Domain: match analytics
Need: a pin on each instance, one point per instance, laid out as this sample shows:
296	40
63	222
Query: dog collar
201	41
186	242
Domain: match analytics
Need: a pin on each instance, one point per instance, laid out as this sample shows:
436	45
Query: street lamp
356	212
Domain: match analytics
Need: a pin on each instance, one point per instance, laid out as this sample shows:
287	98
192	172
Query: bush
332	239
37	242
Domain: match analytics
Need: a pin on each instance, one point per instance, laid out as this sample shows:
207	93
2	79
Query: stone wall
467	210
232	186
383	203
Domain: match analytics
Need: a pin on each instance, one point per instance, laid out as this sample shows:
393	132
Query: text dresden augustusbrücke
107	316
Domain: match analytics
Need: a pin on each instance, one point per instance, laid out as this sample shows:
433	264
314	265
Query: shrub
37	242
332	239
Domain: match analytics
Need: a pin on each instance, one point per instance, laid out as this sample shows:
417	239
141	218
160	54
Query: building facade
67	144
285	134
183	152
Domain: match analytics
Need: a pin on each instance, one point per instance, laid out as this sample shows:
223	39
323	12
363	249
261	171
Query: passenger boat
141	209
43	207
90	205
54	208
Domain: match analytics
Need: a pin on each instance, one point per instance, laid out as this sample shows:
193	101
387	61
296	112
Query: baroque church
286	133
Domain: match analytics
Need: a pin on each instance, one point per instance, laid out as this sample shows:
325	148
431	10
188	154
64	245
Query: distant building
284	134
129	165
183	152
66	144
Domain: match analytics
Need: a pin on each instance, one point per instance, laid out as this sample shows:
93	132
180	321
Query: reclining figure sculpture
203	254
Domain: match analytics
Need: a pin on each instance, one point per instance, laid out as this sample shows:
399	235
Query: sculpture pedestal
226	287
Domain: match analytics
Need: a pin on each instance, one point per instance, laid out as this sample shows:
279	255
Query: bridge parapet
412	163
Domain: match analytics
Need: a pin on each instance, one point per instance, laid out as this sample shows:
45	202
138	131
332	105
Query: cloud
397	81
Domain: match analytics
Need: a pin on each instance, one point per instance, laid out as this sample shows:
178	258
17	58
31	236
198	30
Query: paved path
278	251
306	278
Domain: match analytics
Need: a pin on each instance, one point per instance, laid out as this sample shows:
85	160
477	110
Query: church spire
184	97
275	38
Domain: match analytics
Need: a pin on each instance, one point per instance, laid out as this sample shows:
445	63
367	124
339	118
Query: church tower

##########

Extract each record, keeping it identical to the original.

■ **The answer**
Domain: match analytics
Need: a pin on each instance, one point per instance, laid out as this sample shows:
296	40
63	222
Query: dog collar
201	41
186	242
Domain: match analytics
Need: a pin on each instance, one point per instance, laid out as this sample shows:
436	45
Query: street lamp
356	212
Domain: match analytics
Need: a pin on each instance, one point per instance, laid out as this sample shows:
287	98
192	172
Query: bush
332	239
37	242
Domain: match analytics
Need: a pin on each instance, one point per instance, laid out as this sample shows:
207	93
2	79
Query: stone wall
467	210
232	186
383	203
Domain: match analytics
Need: a pin on each instance, one point per instance, laid out as this sample shows:
393	132
Query: text dresden augustusbrücke
107	316
Domain: match analytics
Need: a pin on each instance, one point per instance, laid out as this sample shows:
433	264
314	265
Query: shrub
37	242
332	239
Domain: match analytics
Need: a pin on each instance, one point per instance, laid out as this sample shows:
417	239
141	218
160	54
Query: building facade
67	144
285	134
183	152
Domain: match analytics
Need: a pin on each instance, one point per instance, laid out as this sample shows:
223	39
323	12
363	249
261	171
Query: passenger boat
141	209
43	207
90	205
54	208
Domain: match analytics
Need: a pin on each instance, one point per instance, laid out as this sample shows:
193	101
387	61
296	112
Query: baroque church
286	133
Domain: match analytics
Need: a pin on each instance, one point per instance, laid out as this sample shows:
325	148
431	10
188	154
64	245
Query: distant building
284	134
129	165
183	152
66	144
Domain: match analytics
Need: a pin on each instance, one point per instance, laid out as this sample shows:
93	132
180	321
Query: reclining figure sculpture
203	254
Domain: match analytics
Need: a pin on each instance, one point per instance, laid out as this sample shows:
399	235
Query: sculpture pedestal
226	287
Domain: match analytics
Need: a pin on each instance, one point per instance, laid out as this sample shows:
279	255
Query: bridge parapet
412	163
Domain: match analytics
Need: a pin on each instance, one point per instance, laid out as this sample shows:
45	202
138	131
332	105
Query: cloud
397	81
Domain: match analytics
Need: a pin on each instance, one point per instance, laid out as this sample shows:
178	258
17	58
31	236
198	30
Query: paved path
278	251
306	278
Domain: match analytics
Need: a pin on each instance, one point per instance, laid out as this sample shows:
85	160
477	110
Query: church spire
184	97
275	38
Domain: match analytics
Need: a pin on each instance, one point per instance, laid out as this sample shows:
445	63
367	124
339	118
Query: church tower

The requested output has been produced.